**What to produce:**
Copy the rows below, replacing each occurrence of "put a marker" with "place a pin" and leaving everything else unchanged.

[BEGIN]

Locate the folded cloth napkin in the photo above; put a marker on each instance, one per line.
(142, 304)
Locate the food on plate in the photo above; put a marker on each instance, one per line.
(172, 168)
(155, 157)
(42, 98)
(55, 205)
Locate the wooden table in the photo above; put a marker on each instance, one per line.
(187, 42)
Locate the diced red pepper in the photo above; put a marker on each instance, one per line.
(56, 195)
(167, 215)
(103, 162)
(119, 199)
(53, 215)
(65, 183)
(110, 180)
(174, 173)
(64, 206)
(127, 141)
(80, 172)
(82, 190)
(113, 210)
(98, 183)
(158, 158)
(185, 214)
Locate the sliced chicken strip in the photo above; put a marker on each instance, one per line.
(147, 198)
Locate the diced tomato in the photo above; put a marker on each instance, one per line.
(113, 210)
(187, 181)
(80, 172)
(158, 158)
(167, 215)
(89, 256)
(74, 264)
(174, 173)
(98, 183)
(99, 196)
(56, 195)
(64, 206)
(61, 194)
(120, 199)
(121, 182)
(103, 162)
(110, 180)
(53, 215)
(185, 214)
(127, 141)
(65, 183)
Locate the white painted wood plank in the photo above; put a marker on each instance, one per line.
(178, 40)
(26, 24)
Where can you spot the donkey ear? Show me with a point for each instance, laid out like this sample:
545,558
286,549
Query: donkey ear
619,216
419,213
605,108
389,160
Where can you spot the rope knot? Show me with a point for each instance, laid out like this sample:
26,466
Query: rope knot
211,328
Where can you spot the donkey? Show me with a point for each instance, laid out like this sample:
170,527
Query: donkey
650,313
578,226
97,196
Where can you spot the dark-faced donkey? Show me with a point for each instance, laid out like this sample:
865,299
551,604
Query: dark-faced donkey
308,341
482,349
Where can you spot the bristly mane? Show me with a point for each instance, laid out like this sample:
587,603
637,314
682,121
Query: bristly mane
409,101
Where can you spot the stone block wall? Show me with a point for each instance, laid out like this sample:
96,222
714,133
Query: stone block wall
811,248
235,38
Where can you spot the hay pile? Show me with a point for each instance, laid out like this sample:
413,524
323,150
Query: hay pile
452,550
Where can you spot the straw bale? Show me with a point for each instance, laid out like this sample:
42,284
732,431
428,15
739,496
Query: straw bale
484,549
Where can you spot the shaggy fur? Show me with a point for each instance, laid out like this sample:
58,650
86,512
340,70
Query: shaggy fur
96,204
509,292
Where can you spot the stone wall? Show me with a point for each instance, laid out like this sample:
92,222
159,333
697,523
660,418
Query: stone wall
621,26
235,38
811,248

[END]

**Expected answer:**
Locate the folded cloth napkin in the photo above; place a pin on each instance, one per line.
(142, 304)
Locate the food on plate in the photo above; place a pin on each instance, one per line.
(172, 168)
(155, 157)
(42, 98)
(55, 205)
Locate the wooden table in the photo above; place a pin on each instance, one per line.
(187, 42)
Locate the diced red pepper in the photo above; place a pin on each instance, one per line.
(56, 195)
(167, 215)
(103, 162)
(119, 199)
(53, 215)
(65, 183)
(110, 180)
(174, 173)
(64, 206)
(127, 141)
(80, 172)
(82, 190)
(113, 210)
(98, 183)
(158, 158)
(185, 214)
Locate the sliced chicken strip in the photo above; place a pin on each instance, one per line.
(147, 198)
Locate the diced tomato in the photo above; place a pin on each instance, one per line.
(113, 210)
(187, 181)
(80, 172)
(158, 158)
(167, 215)
(89, 256)
(74, 264)
(174, 173)
(98, 183)
(99, 196)
(56, 195)
(64, 206)
(61, 194)
(120, 199)
(121, 182)
(103, 162)
(110, 180)
(53, 215)
(185, 214)
(127, 141)
(65, 183)
Locate the white painted wood plank in the photo above; place a pin on each instance, one per line.
(178, 40)
(26, 24)
Where can you spot the donkey ear? Show me with a point for each instance, laid out like this sample:
545,558
286,549
Query: donkey ear
619,216
419,213
605,108
389,160
Where can you spot the rope knot? Show me with a point for each instance, laid out like this sample:
26,466
Query: rope knot
211,328
Where can you spot the donkey? Show me with a point for each instance, laid out like this sample:
170,527
Query: donkey
650,313
578,226
97,196
Where can you spot the dark-faced donkey? Show me with a point for each instance, laid out like this sample:
865,299
551,604
Query: dark-faced donkey
308,341
482,349
Where can you spot the bristly mane? Show me with a point for each instance, laid out like this sample:
587,603
637,314
682,121
Query: bristly mane
409,101
Where can you spot the stone block wall? Show me with a point for each instance, laid out like this sample:
96,222
714,133
Query: stone block wall
811,248
235,38
Where can you spot the hay pile? Show me with a point for each instance, laid out like this sample:
413,524
323,150
Query: hay pile
452,550
Where can you spot the straw bale? Show me with a point for each instance, laid out like this sample:
42,284
732,431
428,15
739,496
Query: straw bale
484,549
Where can you spot the shaggy fur? Show me with a point for each instance, laid out like this sample:
58,650
86,512
340,70
Query: shaggy fur
96,204
509,292
Where can you spot the stone wall? Show me with a point for each instance, laid out like this sample:
92,222
159,333
697,523
660,418
Query: stone wall
621,26
235,38
811,248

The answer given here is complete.